## EXERCISE REQUIREMENTS
The complete data, repeated exactly, should form your response.
[RECORDS TO PROCESS Boundary: Start]
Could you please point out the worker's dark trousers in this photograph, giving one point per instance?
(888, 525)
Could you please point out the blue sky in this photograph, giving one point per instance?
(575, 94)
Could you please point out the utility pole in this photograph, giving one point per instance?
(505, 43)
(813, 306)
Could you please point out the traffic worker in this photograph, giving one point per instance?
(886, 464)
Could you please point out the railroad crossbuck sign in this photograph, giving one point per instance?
[RECORDS TO PROCESS Boundary: End]
## EXERCISE ANSWER
Could you please point out the worker's dark trousers in this photograph, giving one point per instance?
(888, 525)
Could you please point out the blue sky in this photograph, giving one point per instance?
(575, 94)
Could you please point out the utility pole in this photograph, giving one point per instance?
(505, 43)
(813, 306)
Could you please point out the traffic worker in this photograph, giving one point per instance?
(886, 464)
Could you please point out the railroad crossbuck sign in this photograph, giving one point per instance?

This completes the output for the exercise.